EXTRACT TO READ:
Closet Surgery (Minor but Satisfying)

Another quiet win for the rotary cutter.

Lately I’ve been on an alteration kick. The kind where you start looking at every piece of clothing and think, How can I make this better for me? This black FLAX tee had been hanging in my closet for two years, never worn. Too long, sleeves too awkward. Every time I tried it on, I’d sigh and hang it back up.

But this week, armed with my rotary cutter and a bit of growing confidence, I hemmed it and shortened the sleeves. Five shirts in, I think it’s safe to say I’m obsessed. Each one feels like a small victory. I already buy my clothes secondhand (mostly), and I just didn’t know I could then make them mine.

Now the tee feels simple and wearable. Not a new piece, clearly, but a reclaimed one. Proof that a little fine-tuning (and a lot of enthusiasm) goes a long way.

Look out, closet — here I come.

(before and after photos here)

A Shirt Reimagined

Last weekend, I put on my big girl pants and faced down my sewing machine. I’d had this FLAX shirt for two years that I had bought from Ebay — soft, natural linen that I adored — but it was just too much shirt. Too long, too loose, sleeves halfway to my fingertips. One might even say I got a little obsessed with the idea of making it mine.

But something in me has shifted this year. I’m dressing for myself now — not for what’s expected, not for what feels “right” on paper, but for how I actually move through my day. And I want the clothes that I’ve chosen, especially those made with care and ethics like FLAX, to work with my body, not against it (a brand in upstate NY I love for its simple shapes and long life—more on that another time).

The Alteration

So, I decided to be brave and alter it.
With a little help from my creative muse — May Calico (that’s what I call ChatGPT when we’re in the sewing room together) — I learned how to shorten the hem and sleeves. One of May’s best tips was to use tissue paper under the linen, between the fabric and the feed dogs of the sewing machine. It made all the difference: the fabric glided smoothly, no puckering, no stretching.

Now it’s my shirt.
Same linen, same soul — but shaped for me.

This small act — taking scissors and thread to something I’d been afraid to “mess up” — reminded me that making things isn’t just about creativity or sustainability. It’s about courage. About honoring my body for what it is today and reshaping what doesn’t serve me — in linen, and in life. I don’t need to fit the clothes. The clothes can fit me.

[Stored data]
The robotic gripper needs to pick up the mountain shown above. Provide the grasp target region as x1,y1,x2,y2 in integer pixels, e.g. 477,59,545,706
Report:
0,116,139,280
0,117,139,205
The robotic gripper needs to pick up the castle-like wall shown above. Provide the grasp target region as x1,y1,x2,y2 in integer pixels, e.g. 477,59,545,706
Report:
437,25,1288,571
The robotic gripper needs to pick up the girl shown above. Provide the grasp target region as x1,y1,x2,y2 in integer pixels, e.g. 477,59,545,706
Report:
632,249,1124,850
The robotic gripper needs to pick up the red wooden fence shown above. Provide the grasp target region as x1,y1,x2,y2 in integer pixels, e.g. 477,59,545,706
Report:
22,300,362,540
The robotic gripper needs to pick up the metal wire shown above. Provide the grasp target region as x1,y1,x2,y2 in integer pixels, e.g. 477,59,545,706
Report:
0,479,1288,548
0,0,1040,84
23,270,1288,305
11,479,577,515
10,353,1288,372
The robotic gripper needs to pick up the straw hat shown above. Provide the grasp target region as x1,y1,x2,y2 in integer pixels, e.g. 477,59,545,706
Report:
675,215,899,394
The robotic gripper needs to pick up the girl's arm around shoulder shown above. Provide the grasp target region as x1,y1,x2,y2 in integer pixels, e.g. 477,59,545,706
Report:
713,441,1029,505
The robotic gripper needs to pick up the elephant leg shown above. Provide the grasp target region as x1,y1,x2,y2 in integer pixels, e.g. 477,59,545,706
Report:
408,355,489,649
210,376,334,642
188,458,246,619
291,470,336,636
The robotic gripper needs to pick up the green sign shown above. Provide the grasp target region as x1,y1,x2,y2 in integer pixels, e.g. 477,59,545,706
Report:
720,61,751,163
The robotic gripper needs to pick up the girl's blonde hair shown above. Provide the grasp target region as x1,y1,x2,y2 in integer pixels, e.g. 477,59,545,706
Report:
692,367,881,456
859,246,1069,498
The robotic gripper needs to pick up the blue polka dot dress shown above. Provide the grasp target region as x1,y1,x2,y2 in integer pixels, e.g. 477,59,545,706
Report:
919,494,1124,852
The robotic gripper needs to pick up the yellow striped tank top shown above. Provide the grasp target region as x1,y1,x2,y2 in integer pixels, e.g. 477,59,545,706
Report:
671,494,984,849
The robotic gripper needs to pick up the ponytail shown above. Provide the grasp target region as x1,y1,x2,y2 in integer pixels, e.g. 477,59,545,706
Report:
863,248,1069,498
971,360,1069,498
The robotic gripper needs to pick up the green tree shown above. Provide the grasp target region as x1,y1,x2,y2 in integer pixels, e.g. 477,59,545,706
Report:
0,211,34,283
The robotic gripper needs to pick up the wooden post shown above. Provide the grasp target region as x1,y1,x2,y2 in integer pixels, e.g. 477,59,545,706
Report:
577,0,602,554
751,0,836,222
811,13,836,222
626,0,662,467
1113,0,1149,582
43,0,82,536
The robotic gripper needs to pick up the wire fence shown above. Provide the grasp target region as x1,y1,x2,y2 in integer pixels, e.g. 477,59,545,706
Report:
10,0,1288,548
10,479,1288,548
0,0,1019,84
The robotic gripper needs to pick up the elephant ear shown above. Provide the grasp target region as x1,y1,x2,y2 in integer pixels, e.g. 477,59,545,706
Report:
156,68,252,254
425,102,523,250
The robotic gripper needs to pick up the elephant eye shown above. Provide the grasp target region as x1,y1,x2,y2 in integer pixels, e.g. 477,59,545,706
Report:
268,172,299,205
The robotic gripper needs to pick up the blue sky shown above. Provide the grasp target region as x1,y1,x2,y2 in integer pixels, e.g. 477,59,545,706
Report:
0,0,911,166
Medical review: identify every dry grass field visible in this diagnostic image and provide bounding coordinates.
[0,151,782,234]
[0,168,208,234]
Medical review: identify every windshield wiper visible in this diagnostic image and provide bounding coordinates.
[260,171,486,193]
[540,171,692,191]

ACTIVITIES:
A. Return the part of the clothing alteration post, unchanged, covering everything from "With a little" down to "can fit me.".
B. In the clothing alteration post, what did the sewing tip say to put under the linen?
C. Based on the clothing alteration post, is each of these statements true? Answer yes or no for each, and quote the words that decide it.
(i) The FLAX shirt was bought from Ebay.
(ii) The writer buys all clothes new.
(iii) FLAX is a brand in upstate NY.

ANSWERS FOR THIS EXERCISE:
A.
With a little help from my creative muse — May Calico (that’s what I call ChatGPT when we’re in the sewing room together) — I learned how to shorten the hem and sleeves. One of May’s best tips was to use tissue paper under the linen, between the fabric and the feed dogs of the sewing machine. It made all the difference: the fabric glided smoothly, no puckering, no stretching.

Now it’s my shirt.
Same linen, same soul — but shaped for me.

This small act — taking scissors and thread to something I’d been afraid to “mess up” — reminded me that making things isn’t just about creativity or sustainability. It’s about courage. About honoring my body for what it is today and reshaping what doesn’t serve me — in linen, and in life. I don’t need to fit the clothes. The clothes can fit me.

B. Tissue paper, placed between the fabric and the feed dogs of the sewing machine.

C.
(i) Yes: "I’d had this FLAX shirt for two years that I had bought from Ebay"
(ii) No: "I already buy my clothes secondhand (mostly)"
(iii) Yes: "a brand in upstate NY I love for its simple shapes and long life"